GIVEN EXERCISE → Write out the records word for word, with no pictures.

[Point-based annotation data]

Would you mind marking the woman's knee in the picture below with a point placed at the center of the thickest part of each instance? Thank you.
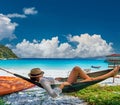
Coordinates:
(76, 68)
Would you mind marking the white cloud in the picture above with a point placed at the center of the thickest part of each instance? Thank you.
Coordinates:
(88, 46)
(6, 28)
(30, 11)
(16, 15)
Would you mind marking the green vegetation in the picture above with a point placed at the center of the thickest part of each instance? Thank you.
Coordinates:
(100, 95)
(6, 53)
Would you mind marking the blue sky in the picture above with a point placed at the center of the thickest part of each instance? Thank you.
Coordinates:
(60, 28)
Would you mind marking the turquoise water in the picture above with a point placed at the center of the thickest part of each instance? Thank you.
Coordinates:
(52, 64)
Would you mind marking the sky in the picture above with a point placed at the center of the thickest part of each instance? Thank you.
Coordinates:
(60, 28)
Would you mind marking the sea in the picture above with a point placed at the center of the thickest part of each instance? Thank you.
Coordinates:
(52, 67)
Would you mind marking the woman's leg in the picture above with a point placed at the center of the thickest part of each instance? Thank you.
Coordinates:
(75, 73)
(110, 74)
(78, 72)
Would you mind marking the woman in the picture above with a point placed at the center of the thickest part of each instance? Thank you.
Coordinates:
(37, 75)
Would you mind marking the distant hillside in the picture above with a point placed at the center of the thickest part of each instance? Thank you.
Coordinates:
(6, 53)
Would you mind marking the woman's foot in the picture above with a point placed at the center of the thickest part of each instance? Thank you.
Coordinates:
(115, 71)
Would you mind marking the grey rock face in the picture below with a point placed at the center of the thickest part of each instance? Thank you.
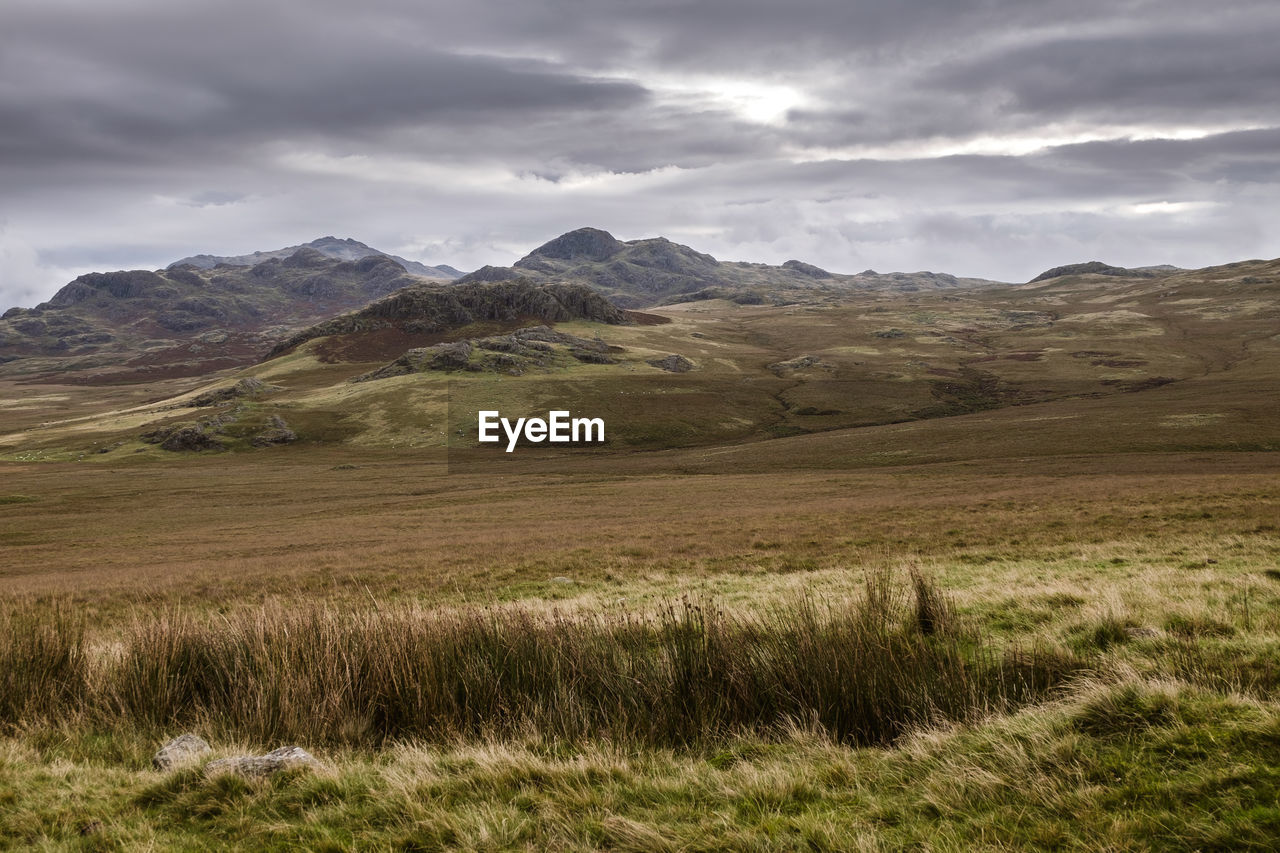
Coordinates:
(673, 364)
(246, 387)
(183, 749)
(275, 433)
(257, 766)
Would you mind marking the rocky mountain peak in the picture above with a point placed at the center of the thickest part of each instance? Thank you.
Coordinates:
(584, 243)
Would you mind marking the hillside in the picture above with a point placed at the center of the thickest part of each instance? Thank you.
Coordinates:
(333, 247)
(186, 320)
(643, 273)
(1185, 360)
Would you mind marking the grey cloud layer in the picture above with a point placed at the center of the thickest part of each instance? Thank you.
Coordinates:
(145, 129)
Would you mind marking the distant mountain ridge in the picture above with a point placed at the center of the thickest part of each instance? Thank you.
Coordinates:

FULL RESPONSE →
Would you mind marking the woman's knee in the picture below with a point placed at the center of the thickest part of each instance? Thank you.
Coordinates:
(76, 68)
Would you mind marking the white cloud in the picture above with a point placed at the center of the thickest part of each instance? Thank you.
Coordinates:
(88, 46)
(6, 28)
(30, 11)
(16, 15)
Would you mind marking the green vegetation in the picture above with a point placed at the center of the thickest part of each instance? Thank you.
Coordinates:
(100, 95)
(6, 53)
Would you mind marking the blue sky in the picture above with a point placed at the center of the thickest part of each instance? Thank you.
Coordinates:
(60, 28)
Would you mind marking the turquoise water in the picture above with a point placed at the center of the thickest part of each instance? Thank you.
Coordinates:
(52, 64)
Would you mind marking the sky in the picture above with a point placed at the center of the thickest part of each instance? Thank you.
Coordinates:
(60, 28)
Would you mind marking the sea in the picture above with a point placed at the center of the thickest part of each instance? Thank you.
Coordinates:
(52, 67)
Would you mind marking the woman's leg in the picture above with a point placed at the center of the thickest part of each instance? Thank you.
Coordinates:
(75, 73)
(110, 74)
(78, 72)
Would you mind marking the woman in the picture above with a point placed at the center of the thickest part of each instance? Thank you.
Coordinates:
(37, 75)
Would you mind marking the distant hillside in the picture above with a point placed at the center of the thickest part of each instance? Thank you.
Coordinates:
(6, 53)
Would you mind marking the woman's foot in the picture above with a point placed at the center of the thickest part of each instance? Thank you.
Coordinates:
(115, 71)
Would you mind marking the grey rock face in the picture below with a point placed at the center of the thickest part of each instance? Thank you.
Coordinates:
(673, 364)
(246, 387)
(183, 749)
(275, 433)
(257, 766)
Would you mind marking the rocky mountain peak in the picture above with a point placed at the center of the thickest part of each instance? Thank you.
Coordinates:
(584, 243)
Would you mind marking the hillside in the picture above with a point placed at the center of the thickest part of each instance? Thank you.
Coordinates:
(333, 247)
(186, 320)
(643, 273)
(1185, 360)
Would you mind marking the grey cloud layer in the picture above with a point placed at the center of the thickest part of each instance? Thank you.
Coordinates:
(145, 129)
Would you mind marking the distant mountain ridge in the picture above with a point placed at the center of the thickest part of each instance? Thank you.
Coordinates:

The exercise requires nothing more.